──────── Available records

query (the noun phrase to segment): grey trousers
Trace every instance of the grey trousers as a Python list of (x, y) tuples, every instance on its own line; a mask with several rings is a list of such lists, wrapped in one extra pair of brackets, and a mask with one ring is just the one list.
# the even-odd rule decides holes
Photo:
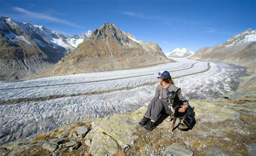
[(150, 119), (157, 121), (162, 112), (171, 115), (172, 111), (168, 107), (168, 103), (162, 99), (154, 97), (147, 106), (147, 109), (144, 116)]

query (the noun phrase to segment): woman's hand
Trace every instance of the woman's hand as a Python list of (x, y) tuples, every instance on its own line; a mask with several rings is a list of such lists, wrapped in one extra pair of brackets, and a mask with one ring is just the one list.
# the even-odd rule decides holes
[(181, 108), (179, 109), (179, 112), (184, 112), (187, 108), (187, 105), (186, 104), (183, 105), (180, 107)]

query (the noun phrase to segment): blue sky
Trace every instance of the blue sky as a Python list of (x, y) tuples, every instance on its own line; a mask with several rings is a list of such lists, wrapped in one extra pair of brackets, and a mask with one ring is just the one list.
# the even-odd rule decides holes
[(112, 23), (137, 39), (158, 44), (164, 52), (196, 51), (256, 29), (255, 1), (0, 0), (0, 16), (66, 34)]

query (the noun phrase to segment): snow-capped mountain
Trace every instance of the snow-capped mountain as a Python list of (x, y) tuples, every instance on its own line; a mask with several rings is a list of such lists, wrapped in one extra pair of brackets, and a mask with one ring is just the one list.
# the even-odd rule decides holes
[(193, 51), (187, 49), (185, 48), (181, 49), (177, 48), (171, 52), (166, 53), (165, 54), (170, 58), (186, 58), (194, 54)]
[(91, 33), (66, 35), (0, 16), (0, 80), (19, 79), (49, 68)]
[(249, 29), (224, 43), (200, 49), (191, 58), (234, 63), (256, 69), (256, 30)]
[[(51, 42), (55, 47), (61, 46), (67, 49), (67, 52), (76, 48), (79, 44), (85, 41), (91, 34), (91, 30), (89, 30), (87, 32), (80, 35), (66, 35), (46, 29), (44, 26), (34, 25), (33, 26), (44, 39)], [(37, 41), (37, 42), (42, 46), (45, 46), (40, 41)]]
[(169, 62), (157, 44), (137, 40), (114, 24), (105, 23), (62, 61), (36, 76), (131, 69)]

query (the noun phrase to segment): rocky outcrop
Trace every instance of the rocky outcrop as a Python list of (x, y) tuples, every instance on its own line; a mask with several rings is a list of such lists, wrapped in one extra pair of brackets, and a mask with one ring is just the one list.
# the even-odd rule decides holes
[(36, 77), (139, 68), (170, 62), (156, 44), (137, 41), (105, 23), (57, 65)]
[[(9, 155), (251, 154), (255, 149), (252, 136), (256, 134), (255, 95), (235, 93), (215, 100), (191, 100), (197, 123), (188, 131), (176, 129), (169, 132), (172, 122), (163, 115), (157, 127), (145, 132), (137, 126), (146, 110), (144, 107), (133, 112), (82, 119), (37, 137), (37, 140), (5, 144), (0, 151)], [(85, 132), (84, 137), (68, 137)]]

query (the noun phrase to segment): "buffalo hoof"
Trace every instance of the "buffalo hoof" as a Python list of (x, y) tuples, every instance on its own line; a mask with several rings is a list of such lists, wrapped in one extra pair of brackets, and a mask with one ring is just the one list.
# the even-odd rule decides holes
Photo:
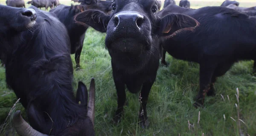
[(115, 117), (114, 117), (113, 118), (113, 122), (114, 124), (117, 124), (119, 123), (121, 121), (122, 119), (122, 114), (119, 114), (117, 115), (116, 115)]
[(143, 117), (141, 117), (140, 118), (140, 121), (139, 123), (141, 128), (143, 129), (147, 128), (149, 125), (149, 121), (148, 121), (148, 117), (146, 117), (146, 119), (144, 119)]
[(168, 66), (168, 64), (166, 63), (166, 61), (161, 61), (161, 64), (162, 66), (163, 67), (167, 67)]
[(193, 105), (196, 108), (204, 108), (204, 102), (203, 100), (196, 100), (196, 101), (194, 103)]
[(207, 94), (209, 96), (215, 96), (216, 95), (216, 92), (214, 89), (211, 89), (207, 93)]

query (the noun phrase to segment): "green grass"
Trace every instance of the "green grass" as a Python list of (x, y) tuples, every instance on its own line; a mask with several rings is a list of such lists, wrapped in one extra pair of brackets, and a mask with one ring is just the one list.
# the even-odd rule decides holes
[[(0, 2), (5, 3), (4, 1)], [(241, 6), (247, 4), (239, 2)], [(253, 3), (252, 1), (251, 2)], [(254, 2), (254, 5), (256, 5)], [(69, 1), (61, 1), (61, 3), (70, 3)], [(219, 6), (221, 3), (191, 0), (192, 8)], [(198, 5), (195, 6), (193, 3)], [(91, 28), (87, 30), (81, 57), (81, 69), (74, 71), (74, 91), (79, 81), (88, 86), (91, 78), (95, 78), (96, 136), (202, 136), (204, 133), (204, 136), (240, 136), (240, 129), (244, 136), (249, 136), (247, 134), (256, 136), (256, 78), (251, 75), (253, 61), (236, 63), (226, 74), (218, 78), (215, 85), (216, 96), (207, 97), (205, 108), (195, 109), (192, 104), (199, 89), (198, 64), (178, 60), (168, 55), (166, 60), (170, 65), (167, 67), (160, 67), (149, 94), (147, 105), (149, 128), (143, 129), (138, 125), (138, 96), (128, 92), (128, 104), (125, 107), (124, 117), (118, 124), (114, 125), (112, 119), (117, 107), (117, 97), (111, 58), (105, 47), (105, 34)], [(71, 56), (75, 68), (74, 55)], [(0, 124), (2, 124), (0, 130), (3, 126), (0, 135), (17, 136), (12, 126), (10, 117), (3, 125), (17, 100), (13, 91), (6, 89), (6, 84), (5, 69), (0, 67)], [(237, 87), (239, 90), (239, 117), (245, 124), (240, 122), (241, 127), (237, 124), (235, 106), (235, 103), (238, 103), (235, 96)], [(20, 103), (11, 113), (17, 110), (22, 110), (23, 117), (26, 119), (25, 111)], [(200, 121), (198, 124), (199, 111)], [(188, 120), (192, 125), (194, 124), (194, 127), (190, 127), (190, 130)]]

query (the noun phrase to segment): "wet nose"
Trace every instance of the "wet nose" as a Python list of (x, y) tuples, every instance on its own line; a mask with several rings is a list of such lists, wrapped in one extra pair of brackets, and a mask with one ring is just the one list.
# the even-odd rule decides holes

────────────────

Pick out each line of the entries above that contains the word "grey", and copy those lines in full.

query (the noun phrase to segment): grey trousers
Trace every instance of the grey trousers as a Python list of (x, y) tuples, every instance on its own line; a mask with several rings is a list of such lists, wrapped in one extra pair of brackets, and a mask with one ring is just the one list.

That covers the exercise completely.